Selected extract

George Landegger says Harper Lee “Could Not Be Manipulated”


Posted May 23, 2016 by georgelandegger

George Landegger, a friend of author Harper Lee, says the author published last novel because she wanted to

 
George Landegger is an industrialist and entrepreneur, who spent most of his career as an executive in the forest products industry.


He has always had a deep love for the State of Alabama, fueled in part by his friendship with the late author Harper Lee, an Alabama native whose most famous novel, To Kill a Mockingbird, was set in a fictionalized version of her hometown, Monroeville.


The Pulitzer Prize winning author was an intensely private person, and during her lifetime her friends scrupulously protected her desire for privacy. But with her death in early 2016 at the age of eighty-nine, they are no longer bound by any such restrictions and are doing what they can to set the record straight. “We are free at last,” George Landegger said, “to speak about her as she deserves.”


He said that, in her retirement years, Harper Lee chose to spend her remaining time in a small care home on the outskirts of Monroeville. “It was a very nice home where a man would come every night and play the piano, and there was a certain social life,” he said.

Task brief
Answer these from the post on Harper Lee:
(a) In which industry did George Landegger spend most of his career as an executive?
(b) At what age did Harper Lee die?
(c) According to Landegger, what happened every night at the care home where she lived?

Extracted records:

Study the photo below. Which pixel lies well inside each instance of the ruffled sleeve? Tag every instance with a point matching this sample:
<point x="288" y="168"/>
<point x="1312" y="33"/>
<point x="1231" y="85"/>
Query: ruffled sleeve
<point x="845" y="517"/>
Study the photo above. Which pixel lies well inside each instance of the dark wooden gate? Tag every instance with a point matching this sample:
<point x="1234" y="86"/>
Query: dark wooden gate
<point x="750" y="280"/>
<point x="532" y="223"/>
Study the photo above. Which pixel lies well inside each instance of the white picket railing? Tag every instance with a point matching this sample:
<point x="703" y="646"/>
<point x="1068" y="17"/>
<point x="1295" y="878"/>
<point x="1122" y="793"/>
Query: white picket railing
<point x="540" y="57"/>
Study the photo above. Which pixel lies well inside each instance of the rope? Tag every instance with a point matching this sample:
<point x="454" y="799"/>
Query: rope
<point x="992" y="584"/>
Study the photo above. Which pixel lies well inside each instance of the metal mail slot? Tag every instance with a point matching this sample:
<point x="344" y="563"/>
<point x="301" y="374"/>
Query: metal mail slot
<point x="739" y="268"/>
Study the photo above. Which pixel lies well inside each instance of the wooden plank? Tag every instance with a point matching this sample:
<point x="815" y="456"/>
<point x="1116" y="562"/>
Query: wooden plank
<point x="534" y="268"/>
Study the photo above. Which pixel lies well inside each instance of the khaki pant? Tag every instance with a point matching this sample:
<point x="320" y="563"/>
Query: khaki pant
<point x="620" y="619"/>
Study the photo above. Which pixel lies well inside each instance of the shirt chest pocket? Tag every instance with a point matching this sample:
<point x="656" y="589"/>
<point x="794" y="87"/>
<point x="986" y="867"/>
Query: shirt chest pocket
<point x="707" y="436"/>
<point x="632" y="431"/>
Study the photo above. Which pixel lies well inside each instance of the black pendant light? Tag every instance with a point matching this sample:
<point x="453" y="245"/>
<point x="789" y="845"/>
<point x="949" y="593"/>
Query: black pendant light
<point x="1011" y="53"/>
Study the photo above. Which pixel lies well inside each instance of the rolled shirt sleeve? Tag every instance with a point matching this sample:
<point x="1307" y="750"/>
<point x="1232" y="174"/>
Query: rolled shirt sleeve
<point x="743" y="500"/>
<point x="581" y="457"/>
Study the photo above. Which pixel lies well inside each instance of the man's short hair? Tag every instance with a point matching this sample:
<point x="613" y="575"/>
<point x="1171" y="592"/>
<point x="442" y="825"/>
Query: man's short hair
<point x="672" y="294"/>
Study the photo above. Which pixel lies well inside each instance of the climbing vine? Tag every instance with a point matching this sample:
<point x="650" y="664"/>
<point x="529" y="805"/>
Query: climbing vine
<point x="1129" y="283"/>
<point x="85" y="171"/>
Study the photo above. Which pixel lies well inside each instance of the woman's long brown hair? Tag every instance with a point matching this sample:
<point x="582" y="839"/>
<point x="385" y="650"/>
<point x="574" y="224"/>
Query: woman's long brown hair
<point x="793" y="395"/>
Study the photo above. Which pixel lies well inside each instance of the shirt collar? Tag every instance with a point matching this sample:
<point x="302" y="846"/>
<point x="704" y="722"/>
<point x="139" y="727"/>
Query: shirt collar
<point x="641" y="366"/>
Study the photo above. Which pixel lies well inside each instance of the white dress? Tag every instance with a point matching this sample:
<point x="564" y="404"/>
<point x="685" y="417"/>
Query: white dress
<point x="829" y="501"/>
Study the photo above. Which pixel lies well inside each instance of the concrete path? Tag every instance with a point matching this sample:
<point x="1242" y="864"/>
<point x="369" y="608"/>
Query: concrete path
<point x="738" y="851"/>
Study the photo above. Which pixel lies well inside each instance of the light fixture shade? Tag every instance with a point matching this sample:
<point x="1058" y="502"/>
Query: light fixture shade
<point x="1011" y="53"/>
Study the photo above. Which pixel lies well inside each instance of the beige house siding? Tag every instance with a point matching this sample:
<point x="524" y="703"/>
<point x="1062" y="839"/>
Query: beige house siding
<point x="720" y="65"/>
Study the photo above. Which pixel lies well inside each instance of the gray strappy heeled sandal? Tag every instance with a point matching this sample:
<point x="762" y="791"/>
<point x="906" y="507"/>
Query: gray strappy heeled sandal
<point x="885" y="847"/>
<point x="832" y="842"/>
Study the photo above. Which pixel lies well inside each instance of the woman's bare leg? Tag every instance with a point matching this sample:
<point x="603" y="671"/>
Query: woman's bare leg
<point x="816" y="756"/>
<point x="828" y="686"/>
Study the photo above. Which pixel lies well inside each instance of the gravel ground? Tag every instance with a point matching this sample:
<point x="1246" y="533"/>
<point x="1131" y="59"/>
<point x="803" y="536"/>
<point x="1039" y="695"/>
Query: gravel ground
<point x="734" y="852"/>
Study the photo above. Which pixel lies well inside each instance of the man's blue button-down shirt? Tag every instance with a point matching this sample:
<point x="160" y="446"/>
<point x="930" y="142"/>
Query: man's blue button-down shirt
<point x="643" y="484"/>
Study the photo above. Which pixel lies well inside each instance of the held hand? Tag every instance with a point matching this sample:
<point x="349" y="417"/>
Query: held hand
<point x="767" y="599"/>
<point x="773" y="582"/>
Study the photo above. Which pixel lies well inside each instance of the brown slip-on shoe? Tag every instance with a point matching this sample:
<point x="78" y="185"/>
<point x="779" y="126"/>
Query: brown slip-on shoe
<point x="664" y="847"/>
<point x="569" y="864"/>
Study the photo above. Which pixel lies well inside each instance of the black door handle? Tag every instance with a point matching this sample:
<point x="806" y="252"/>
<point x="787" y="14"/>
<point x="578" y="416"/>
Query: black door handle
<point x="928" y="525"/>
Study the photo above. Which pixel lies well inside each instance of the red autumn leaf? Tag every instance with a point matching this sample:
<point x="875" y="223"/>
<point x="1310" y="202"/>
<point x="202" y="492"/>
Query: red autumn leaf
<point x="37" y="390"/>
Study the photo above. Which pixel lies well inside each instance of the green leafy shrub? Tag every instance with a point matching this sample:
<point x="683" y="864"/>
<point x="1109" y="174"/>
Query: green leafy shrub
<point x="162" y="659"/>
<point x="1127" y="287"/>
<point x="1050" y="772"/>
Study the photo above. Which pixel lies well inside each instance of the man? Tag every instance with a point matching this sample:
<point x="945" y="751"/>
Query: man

Right answer
(a) The forest products industry.
(b) Eighty-nine.
(c) A man would come and play the piano.